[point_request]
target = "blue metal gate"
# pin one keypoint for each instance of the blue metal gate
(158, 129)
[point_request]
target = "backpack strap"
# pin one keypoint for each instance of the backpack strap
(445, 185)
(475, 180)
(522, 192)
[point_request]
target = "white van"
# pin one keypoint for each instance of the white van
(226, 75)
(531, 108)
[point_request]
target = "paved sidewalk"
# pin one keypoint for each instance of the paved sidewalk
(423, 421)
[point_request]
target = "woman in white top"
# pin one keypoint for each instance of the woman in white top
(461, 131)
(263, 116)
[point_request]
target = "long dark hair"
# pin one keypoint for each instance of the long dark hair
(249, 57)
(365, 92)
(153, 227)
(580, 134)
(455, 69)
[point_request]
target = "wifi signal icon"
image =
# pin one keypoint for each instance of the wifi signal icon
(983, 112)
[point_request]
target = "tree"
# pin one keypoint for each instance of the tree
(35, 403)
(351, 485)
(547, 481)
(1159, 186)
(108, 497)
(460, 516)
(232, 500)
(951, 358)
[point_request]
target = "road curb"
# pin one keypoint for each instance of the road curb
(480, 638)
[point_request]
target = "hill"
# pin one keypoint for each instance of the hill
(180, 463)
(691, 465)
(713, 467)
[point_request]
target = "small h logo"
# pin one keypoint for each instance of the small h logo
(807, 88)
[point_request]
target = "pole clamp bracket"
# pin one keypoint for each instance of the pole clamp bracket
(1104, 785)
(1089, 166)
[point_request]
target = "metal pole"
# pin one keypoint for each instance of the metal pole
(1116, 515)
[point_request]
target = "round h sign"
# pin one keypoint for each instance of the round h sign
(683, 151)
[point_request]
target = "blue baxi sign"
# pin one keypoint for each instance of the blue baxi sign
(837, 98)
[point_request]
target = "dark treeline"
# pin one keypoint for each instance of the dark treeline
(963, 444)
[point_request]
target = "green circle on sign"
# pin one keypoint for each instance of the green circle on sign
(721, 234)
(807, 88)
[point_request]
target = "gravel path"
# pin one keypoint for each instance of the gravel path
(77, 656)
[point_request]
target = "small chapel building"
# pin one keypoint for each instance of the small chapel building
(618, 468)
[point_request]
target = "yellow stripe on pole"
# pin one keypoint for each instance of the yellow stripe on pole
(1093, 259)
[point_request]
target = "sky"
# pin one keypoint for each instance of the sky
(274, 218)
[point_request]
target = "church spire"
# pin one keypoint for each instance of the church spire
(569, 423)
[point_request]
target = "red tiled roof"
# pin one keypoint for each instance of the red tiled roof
________________________________________
What the task requires =>
Extract the data exactly as given.

Output for this exercise =>
[point_request]
target = "blue metal gate"
# pin one keypoint for each instance of the blue metal gate
(158, 129)
[point_request]
target = "backpack strap"
# pin one keypoint for each instance of the backpack strap
(445, 185)
(475, 180)
(522, 192)
[point_request]
target = "white van"
# pin one keypoint for each instance of the white van
(226, 75)
(531, 108)
[point_request]
target = "paved sidewalk"
# pin one keypoint for each instance of the paved sidewalk
(423, 421)
[point_request]
target = "woman in white top"
# pin one keypoint for each instance of the woman in white top
(461, 131)
(263, 116)
[point_request]
target = "long dark hair"
# pin one keypoint for each instance of the long dark hair
(249, 57)
(365, 92)
(153, 227)
(580, 134)
(455, 69)
[point_request]
target = "wifi signal icon"
image =
# pin one keypoint for each instance of the wifi signal icon
(983, 112)
[point_request]
target = "tree"
# pin one keypoint for each instance of the tree
(35, 403)
(351, 485)
(547, 481)
(1159, 186)
(108, 497)
(460, 516)
(232, 500)
(951, 358)
[point_request]
target = "road curb"
# pin one keypoint for each instance of the road curb
(480, 638)
[point_request]
target = "hill"
# pin one keypoint for each instance of the hill
(180, 463)
(691, 465)
(713, 467)
[point_request]
target = "small h logo"
# pin one keypoint for each instance of the small h logo
(807, 88)
[point_request]
target = "pole clamp bracket"
# pin one keypoint for each instance of the pole clamp bracket
(1104, 785)
(1089, 166)
[point_request]
target = "metal pole"
# pin one keypoint for each instance of the metal pole
(1116, 515)
[point_request]
target = "round h sign"
# pin one keypoint for each instance of the round h sign
(683, 151)
[point_request]
target = "blue baxi sign"
# pin one keypoint for each instance of the blue baxi sign
(837, 98)
[point_request]
target = "dark treeline"
# pin one keypoint for each instance of the dark treeline
(963, 444)
[point_request]
target = "green circle on sign"
# pin one keypoint for each instance of the green circle on sign
(721, 234)
(807, 88)
[point_request]
target = "gravel path"
# pin one keypoint for each instance of the gravel path
(77, 656)
[point_request]
target = "small chapel building"
# pin one keypoint for each instance of the small chapel building
(618, 468)
[point_request]
target = "yellow stripe on pole"
# pin one keypoint for each instance of the yellow stripe on pole
(1093, 259)
[point_request]
target = "sky"
# pin one keypoint for each instance of the sky
(274, 218)
[point_request]
target = "church spire"
# pin one keypoint for each instance of the church spire
(569, 423)
[point_request]
target = "red tiled roof"
# pin one keypoint for each instance of the red tiled roof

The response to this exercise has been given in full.